━━ Given text ━━

Okay so what I have is a 9 or 12 lead stub that looks to connect to a black ABS bend. The lead pipe looks to connect to inside of the of the bend. I am also not sure it's actually abs but it's non metallic and black. The last flange wasn't screwed to the floor. It kind of floated above the the subfloor and was soldered to the lead pipe. The concreted sub floor looks like it was chipped away with a pick ax or or something to allow the concave portion of the flange (is that called a horn?). But the guy with the pick axe must have been new because there is not really much flat concrete to bolt the flange to.

I managed to use the Quickcrete patch (like moldable gel type) to build up floor. Got everything out back together after some issues with the bolt not going in that last 1/8 despite plenty long pilot hole. The flange was also a little tight fitting in the cutout in the tile floor. flange ended up flush. So I bent the lead over the flange. Put the bowl back on using the weird self adjusting bolts from fluid master. There was a wobble so it tightened down a bit. Then though why don't I loosen the low side a bit then shim. (Was that a bad move all together, does that break the wax seal?) Anyways I heard the ping of the brass break at that point. So I removed everything and the bolt holes in at this point are worn and oversized. The concreted patch may have held up if it wasn't drilled and bolts tightened and removed as many times as I did. I think I was almost there. The initial toilet rocking that broke the last working installed flange felt the same when I put the bowl back on after this failed attempt. I think the bowl might be sitting on one of there areas where there blobs of grout that stick out.

━━━
━━ Data lines ━━

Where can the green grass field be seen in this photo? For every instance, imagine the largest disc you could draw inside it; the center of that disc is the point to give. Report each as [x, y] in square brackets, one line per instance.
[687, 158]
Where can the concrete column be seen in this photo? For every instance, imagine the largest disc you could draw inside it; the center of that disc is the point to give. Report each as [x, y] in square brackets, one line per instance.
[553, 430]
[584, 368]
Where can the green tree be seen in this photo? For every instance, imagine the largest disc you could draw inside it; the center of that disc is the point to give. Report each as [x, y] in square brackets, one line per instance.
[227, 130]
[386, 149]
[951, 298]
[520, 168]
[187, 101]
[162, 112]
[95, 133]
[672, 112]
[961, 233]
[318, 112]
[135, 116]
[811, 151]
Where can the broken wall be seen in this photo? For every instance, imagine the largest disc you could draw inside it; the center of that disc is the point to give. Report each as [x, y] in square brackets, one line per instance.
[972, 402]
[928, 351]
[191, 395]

━━━

■ **Requirement 1**:
Print the passage from the toilet flange post starting with "Okay so what" and going on through "the flange to.".
■ **Requirement 2**:
Summarize the toilet flange post in two sentences.

■ **Complete answer 1**:
Okay so what I have is a 9 or 12 lead stub that looks to connect to a black ABS bend. The lead pipe looks to connect to inside of the of the bend. I am also not sure it's actually abs but it's non metallic and black. The last flange wasn't screwed to the floor. It kind of floated above the the subfloor and was soldered to the lead pipe. The concreted sub floor looks like it was chipped away with a pick ax or or something to allow the concave portion of the flange (is that called a horn?). But the guy with the pick axe must have been new because there is not really much flat concrete to bolt the flange to.

■ **Complete answer 2**:
The writer describes a lead stub joined to a black non-metallic bend and an old flange that floated above a roughly chipped concrete subfloor with little flat surface for bolting. After building up the floor with a concrete patch and reinstalling the flange and bowl, the writer loosened one side to shim a wobble and heard the brass break, leaving worn, oversized bolt holes and a bowl that still rocks, possibly on protruding blobs of grout.